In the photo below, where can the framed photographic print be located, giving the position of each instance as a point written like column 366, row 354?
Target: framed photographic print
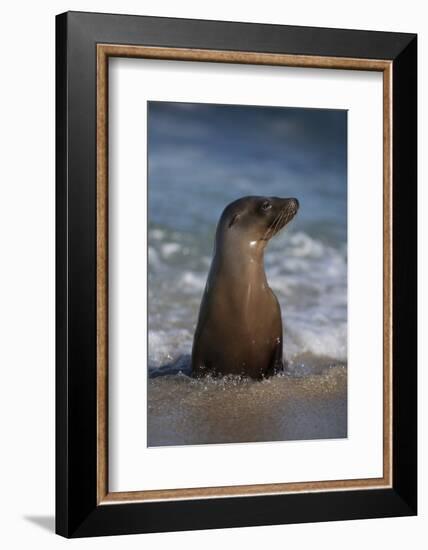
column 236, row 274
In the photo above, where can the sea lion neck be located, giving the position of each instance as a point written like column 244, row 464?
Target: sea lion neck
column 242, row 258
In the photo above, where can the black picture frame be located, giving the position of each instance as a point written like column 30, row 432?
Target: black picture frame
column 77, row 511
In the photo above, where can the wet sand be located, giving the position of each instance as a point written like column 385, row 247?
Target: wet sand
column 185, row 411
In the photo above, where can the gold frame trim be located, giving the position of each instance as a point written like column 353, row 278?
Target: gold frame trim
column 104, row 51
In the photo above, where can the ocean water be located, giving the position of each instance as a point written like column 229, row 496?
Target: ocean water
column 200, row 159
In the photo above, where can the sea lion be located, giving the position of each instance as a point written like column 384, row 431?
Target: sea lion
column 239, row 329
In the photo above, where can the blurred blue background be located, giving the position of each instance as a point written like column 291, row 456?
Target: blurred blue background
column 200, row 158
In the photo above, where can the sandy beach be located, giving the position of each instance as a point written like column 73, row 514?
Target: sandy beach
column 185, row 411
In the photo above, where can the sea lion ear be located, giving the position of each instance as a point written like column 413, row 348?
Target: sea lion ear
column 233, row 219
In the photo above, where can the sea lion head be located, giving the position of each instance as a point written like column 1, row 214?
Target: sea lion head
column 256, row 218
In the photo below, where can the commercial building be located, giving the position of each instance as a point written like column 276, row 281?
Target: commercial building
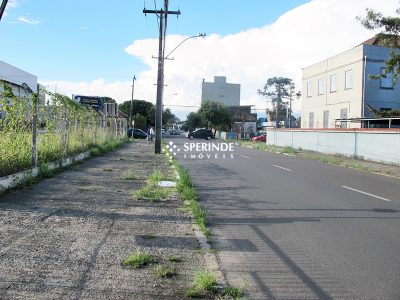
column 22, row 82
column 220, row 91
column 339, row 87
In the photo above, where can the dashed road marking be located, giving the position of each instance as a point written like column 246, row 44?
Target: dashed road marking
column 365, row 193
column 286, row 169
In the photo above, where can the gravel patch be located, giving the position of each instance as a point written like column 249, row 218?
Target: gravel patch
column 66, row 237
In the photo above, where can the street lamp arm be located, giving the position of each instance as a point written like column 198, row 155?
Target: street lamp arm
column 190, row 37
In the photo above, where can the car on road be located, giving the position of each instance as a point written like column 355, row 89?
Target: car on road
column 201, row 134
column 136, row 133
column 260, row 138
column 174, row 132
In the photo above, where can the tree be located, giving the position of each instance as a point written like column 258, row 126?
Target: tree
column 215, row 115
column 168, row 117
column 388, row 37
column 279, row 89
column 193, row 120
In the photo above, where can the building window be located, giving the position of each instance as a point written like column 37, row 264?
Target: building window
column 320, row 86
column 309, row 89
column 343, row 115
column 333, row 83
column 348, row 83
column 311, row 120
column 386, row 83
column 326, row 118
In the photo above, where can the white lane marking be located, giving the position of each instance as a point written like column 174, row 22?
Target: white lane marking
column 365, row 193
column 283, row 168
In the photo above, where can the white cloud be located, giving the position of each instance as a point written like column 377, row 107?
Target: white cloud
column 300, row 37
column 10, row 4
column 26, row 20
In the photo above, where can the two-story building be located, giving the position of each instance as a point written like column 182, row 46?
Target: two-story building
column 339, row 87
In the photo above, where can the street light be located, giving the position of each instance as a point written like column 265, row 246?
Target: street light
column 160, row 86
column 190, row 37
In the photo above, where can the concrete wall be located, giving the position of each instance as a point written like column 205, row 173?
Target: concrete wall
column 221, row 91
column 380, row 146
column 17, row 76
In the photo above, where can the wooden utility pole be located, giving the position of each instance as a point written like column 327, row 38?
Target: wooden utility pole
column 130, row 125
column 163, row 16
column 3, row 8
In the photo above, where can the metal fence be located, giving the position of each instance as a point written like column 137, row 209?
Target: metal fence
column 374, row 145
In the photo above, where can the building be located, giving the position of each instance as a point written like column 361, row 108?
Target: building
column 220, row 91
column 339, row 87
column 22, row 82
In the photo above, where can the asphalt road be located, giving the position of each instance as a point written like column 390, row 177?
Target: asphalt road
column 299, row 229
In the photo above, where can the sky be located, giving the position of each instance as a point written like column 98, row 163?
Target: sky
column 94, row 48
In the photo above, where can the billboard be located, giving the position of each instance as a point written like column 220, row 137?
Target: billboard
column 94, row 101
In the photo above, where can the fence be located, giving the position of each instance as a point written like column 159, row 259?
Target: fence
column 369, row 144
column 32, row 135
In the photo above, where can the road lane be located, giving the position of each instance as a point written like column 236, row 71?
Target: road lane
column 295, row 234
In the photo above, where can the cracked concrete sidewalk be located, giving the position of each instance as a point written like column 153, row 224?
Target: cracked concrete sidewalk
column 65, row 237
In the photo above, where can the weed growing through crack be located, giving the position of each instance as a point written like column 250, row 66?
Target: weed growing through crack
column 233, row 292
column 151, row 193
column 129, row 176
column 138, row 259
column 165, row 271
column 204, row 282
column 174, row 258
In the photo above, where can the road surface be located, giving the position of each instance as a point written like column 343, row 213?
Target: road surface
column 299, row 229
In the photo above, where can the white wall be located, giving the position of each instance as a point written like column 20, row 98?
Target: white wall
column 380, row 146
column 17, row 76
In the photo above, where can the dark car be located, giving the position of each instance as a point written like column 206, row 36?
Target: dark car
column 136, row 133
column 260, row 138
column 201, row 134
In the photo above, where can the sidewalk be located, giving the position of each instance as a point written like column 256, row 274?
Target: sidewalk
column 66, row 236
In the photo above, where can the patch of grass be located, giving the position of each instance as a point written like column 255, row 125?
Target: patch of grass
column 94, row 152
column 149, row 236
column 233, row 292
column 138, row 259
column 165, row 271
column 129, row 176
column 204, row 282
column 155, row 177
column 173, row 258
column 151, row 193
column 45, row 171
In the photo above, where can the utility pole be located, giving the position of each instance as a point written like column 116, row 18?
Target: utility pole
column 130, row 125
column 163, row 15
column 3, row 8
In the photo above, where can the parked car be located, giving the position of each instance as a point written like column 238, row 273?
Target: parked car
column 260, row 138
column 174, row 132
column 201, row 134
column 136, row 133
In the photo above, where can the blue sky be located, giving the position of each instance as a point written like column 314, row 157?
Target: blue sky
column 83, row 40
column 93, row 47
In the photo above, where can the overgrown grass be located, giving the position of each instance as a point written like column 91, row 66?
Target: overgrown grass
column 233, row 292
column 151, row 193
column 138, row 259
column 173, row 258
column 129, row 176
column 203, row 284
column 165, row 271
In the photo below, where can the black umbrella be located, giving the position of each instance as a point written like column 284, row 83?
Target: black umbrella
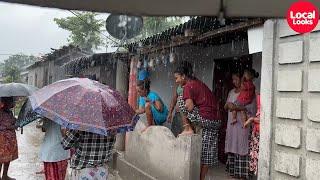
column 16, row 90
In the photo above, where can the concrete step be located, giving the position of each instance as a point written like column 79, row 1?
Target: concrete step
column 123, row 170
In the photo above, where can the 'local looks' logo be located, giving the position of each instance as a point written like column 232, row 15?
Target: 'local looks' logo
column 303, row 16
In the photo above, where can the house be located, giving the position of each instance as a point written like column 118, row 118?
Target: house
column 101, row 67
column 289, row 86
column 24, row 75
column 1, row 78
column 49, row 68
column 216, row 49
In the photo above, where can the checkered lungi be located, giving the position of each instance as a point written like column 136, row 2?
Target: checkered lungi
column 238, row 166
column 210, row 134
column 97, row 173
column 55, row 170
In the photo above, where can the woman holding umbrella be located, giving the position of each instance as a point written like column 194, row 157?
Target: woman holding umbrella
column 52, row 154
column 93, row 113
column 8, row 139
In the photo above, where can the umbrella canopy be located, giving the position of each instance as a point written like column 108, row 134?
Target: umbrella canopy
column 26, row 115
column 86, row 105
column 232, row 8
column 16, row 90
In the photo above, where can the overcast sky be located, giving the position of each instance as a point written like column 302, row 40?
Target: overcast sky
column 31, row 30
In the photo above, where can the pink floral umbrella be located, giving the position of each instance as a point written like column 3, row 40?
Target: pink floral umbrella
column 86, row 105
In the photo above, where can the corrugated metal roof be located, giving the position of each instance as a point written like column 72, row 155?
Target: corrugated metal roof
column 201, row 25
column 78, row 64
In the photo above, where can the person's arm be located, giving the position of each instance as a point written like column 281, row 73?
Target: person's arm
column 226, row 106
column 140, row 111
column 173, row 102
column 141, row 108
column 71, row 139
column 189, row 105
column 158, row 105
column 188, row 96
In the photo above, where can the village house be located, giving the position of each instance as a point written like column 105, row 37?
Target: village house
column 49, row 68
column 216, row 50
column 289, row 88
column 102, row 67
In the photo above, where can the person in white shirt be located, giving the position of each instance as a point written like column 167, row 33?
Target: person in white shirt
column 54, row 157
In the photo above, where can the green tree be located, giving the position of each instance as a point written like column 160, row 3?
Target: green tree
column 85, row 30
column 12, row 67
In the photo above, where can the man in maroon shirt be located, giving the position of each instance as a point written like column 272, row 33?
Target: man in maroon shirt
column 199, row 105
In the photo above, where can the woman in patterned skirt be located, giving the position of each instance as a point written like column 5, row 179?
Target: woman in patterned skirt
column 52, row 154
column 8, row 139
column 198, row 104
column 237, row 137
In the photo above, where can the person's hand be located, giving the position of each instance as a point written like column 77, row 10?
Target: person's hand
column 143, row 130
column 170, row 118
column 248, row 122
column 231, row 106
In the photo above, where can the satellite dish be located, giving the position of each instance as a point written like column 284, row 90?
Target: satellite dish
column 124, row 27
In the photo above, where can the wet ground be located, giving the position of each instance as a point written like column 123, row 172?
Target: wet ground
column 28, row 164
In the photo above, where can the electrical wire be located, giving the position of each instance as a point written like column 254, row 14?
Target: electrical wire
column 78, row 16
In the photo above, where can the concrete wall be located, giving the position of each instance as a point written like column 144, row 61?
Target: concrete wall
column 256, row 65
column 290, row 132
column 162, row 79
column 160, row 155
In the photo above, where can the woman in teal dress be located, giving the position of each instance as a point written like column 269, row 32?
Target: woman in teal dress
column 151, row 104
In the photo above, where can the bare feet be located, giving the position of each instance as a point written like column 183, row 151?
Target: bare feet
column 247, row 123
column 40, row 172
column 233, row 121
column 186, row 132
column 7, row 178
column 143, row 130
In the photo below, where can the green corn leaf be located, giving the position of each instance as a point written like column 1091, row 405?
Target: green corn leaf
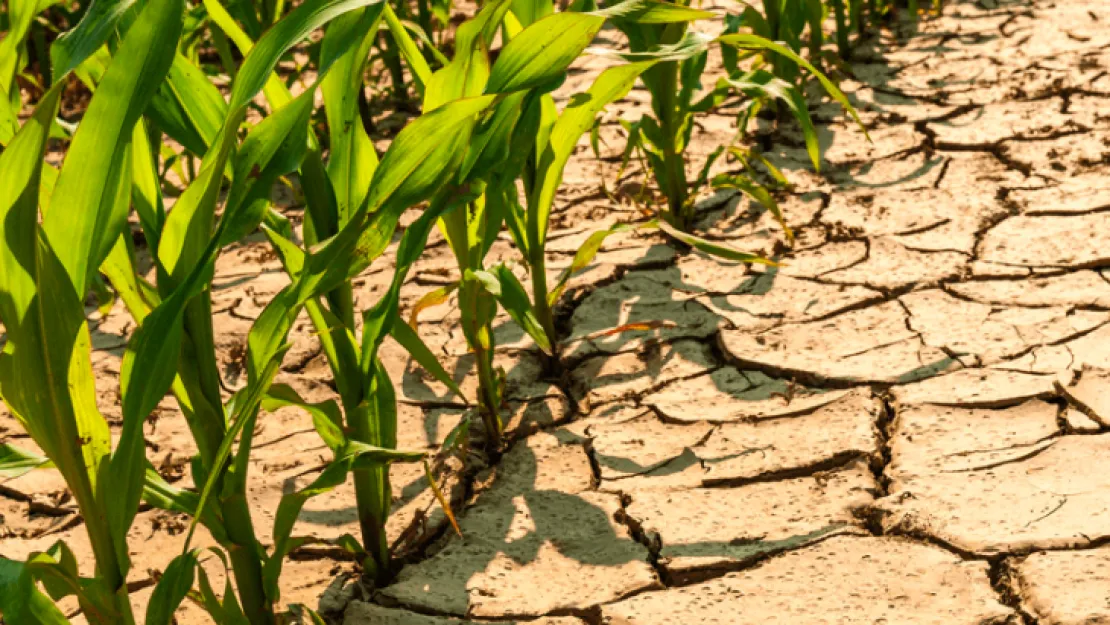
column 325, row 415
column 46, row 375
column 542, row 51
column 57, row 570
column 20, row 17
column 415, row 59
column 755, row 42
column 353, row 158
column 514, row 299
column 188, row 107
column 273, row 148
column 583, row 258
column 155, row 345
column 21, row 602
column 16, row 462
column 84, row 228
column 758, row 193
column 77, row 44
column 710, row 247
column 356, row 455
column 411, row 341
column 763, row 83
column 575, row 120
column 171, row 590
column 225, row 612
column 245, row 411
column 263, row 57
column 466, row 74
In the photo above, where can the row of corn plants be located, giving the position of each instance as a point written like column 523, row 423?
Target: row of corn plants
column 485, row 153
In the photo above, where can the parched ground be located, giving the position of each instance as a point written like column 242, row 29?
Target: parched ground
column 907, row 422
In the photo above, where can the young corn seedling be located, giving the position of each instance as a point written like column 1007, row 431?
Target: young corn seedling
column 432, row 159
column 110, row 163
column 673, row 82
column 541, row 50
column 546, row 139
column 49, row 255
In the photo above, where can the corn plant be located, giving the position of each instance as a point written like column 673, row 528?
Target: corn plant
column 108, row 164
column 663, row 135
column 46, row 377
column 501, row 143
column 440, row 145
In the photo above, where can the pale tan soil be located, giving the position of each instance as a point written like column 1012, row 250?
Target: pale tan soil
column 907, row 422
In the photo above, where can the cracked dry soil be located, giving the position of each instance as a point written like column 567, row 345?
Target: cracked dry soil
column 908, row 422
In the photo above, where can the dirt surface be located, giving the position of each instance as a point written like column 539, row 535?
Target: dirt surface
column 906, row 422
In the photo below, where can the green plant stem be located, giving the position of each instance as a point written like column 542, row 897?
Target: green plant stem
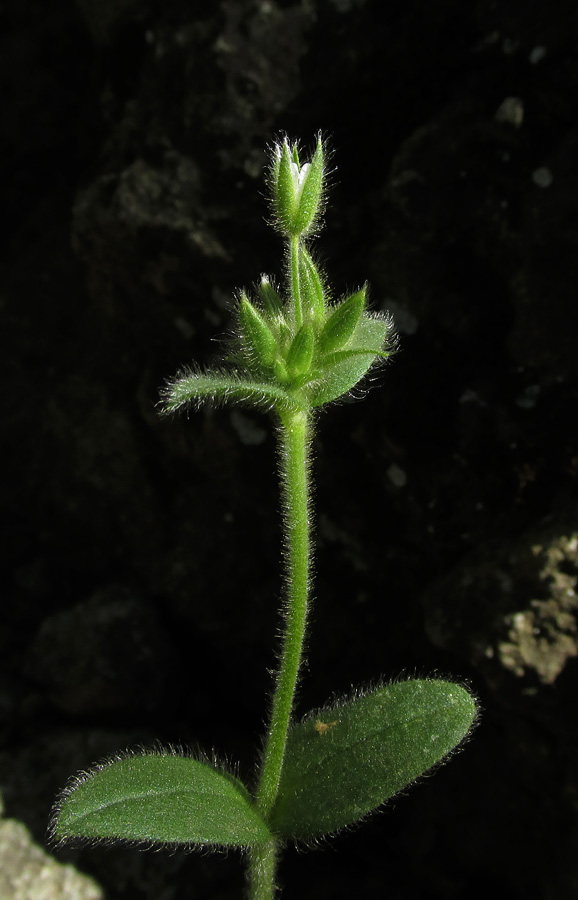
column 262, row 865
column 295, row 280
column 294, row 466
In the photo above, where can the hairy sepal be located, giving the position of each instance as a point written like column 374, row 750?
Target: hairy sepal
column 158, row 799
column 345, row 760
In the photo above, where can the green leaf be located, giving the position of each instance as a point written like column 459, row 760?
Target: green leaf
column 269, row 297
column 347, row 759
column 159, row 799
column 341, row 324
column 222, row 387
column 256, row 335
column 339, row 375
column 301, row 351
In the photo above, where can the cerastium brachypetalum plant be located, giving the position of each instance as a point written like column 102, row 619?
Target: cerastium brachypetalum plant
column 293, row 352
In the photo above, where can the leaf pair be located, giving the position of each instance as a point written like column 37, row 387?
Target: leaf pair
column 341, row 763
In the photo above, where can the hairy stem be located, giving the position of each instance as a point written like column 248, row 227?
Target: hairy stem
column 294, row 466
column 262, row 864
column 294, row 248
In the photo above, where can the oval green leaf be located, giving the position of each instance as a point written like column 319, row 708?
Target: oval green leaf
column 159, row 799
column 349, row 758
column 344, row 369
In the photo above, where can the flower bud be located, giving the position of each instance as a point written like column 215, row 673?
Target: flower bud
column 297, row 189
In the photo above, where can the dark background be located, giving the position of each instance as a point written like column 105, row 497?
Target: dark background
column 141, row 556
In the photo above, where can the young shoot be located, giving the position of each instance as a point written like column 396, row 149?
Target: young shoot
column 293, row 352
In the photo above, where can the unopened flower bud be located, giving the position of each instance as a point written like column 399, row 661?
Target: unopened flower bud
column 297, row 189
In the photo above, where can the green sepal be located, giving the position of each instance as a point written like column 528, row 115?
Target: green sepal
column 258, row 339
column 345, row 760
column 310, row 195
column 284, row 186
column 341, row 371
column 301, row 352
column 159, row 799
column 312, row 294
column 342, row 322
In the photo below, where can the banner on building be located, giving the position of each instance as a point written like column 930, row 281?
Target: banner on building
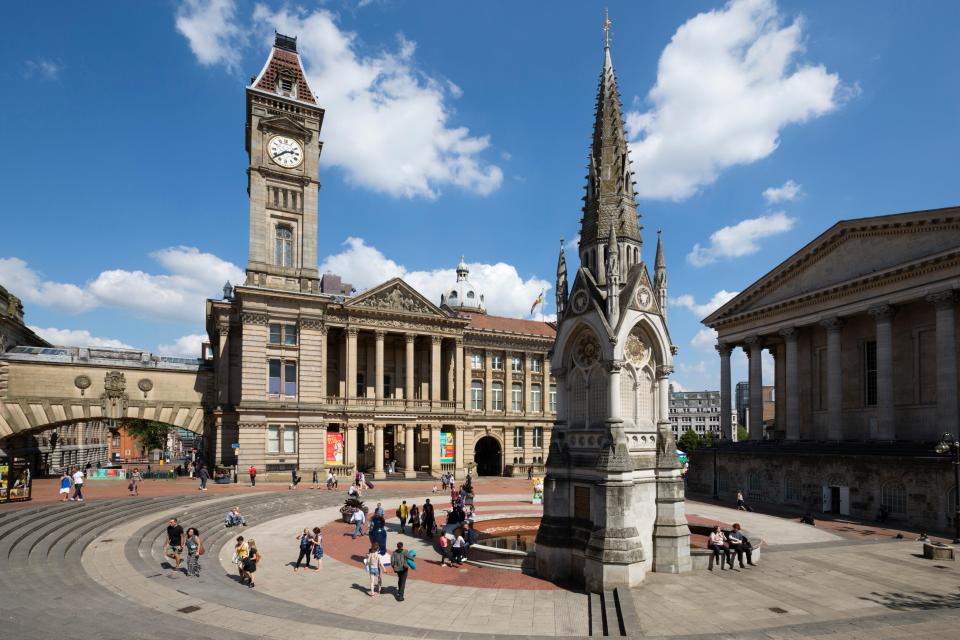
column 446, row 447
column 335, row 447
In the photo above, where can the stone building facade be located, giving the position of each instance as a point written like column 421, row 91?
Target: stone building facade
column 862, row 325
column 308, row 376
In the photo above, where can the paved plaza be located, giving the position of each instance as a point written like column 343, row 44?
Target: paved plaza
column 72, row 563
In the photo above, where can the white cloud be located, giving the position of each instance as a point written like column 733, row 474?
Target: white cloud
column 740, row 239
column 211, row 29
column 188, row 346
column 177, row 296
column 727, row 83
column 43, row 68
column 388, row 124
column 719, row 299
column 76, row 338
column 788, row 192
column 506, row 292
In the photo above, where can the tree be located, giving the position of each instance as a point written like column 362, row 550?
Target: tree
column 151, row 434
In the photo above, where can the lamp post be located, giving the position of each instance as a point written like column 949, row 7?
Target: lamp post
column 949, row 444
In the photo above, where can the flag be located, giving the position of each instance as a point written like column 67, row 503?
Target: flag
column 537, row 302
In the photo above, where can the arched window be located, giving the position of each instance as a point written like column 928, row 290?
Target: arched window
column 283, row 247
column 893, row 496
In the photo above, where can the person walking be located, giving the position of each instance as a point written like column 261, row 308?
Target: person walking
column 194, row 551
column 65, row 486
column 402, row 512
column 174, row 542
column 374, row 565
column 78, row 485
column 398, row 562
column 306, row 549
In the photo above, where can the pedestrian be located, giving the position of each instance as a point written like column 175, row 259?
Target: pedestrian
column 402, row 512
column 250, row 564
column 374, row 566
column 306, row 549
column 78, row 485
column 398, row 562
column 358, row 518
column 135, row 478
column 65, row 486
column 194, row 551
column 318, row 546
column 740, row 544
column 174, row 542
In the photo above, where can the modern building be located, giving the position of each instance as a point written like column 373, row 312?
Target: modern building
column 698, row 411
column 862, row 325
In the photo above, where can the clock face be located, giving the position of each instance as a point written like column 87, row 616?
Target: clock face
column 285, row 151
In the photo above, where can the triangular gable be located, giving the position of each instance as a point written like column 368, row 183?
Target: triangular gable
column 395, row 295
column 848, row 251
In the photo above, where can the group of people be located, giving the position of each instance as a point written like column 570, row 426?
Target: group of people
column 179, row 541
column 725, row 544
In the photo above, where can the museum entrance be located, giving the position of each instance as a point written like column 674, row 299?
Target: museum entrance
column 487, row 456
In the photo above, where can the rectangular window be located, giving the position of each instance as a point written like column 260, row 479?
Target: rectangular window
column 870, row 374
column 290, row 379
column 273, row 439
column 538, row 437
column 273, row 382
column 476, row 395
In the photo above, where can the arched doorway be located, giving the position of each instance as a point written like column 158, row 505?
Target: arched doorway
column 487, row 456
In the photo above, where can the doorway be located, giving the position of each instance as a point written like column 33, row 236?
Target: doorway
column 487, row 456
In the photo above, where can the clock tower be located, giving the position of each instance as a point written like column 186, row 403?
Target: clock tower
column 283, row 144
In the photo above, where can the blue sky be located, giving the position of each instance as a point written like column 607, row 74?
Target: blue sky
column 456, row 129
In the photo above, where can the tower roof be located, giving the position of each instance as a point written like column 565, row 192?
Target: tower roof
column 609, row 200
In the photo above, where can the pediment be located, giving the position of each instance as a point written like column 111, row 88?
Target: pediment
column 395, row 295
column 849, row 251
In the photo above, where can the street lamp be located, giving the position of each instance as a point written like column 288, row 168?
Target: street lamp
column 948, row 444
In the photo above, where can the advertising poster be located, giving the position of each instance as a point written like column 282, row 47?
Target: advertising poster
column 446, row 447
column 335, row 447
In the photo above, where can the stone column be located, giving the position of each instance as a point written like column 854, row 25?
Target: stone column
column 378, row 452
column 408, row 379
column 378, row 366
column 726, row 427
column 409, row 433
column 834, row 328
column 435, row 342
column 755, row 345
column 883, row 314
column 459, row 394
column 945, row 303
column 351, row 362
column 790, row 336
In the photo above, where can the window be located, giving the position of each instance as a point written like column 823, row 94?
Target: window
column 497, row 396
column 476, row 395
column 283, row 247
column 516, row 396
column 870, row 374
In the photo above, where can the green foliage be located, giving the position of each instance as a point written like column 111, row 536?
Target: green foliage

◆ **Task brief**: Everything from the line with "Target: dark car" through the line with "In the photo above, where can the overgrown" should be written out exactly as it appears above, end lines included, and nothing outside that range.

◆ **Final answer**:
Target: dark car
column 136, row 133
column 260, row 138
column 201, row 134
In the photo above, where can the sidewalk be located, giving the position of each instance as a point written like column 256, row 274?
Target: sidewalk
column 66, row 236
In the photo above, where can the patch of grass be located, giving the position of each instance as a point written like column 255, row 125?
Target: patch of grass
column 94, row 152
column 149, row 236
column 233, row 292
column 138, row 259
column 165, row 271
column 129, row 176
column 204, row 282
column 155, row 177
column 173, row 258
column 151, row 193
column 45, row 171
In the photo above, where can the utility pole be located, giving the position of each instance as a point written like column 116, row 18?
Target: utility pole
column 130, row 125
column 163, row 15
column 3, row 8
In the photo above, where can the parked car be located, giving the position of each instance as a point written like column 238, row 273?
Target: parked car
column 260, row 138
column 174, row 132
column 201, row 134
column 136, row 133
In the photo above, where can the blue sky be located, giving the position of each instance as a point written like column 314, row 157?
Target: blue sky
column 83, row 40
column 93, row 47
In the photo above, where can the overgrown grass be located, giving the position of each instance as a point written like column 91, row 66?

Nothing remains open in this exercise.